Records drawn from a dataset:
■ ■ ■ ■
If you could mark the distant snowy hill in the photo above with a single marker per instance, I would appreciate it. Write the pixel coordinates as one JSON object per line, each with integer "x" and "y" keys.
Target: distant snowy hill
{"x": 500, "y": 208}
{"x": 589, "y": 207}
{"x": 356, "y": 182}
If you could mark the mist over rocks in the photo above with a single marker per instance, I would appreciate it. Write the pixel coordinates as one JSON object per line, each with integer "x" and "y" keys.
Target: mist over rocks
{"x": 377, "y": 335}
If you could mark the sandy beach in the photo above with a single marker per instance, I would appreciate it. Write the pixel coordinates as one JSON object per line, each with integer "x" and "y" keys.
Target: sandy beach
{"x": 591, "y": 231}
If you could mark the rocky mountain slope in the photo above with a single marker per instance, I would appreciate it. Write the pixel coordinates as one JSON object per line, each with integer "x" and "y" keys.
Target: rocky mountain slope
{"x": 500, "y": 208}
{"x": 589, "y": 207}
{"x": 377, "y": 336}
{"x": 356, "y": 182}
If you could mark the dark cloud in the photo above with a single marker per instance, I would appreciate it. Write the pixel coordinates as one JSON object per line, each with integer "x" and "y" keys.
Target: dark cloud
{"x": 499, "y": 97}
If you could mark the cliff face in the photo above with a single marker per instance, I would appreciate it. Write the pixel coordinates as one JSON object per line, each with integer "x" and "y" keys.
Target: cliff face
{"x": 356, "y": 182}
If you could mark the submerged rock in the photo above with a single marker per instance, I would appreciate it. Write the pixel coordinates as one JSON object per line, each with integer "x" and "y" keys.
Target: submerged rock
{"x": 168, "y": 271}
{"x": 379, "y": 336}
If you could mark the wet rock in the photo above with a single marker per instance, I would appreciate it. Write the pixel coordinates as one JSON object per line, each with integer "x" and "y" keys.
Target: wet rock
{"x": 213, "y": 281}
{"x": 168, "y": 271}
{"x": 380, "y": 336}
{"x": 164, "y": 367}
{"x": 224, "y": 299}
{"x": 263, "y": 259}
■ ■ ■ ■
# WORK ITEM
Reproduce exactly the line containing "Target: submerged rock" and every line after it through the end of the records above, and nothing else.

# TASK ANSWER
Target: submerged rock
{"x": 168, "y": 271}
{"x": 379, "y": 336}
If you could mark the wet rock in the photo above with a single marker per instance, I would appreciate it. Write the pixel coordinates as one JSON object per line, each with integer "x" and "y" keys.
Target: wet rock
{"x": 213, "y": 281}
{"x": 168, "y": 271}
{"x": 380, "y": 336}
{"x": 164, "y": 367}
{"x": 224, "y": 299}
{"x": 263, "y": 259}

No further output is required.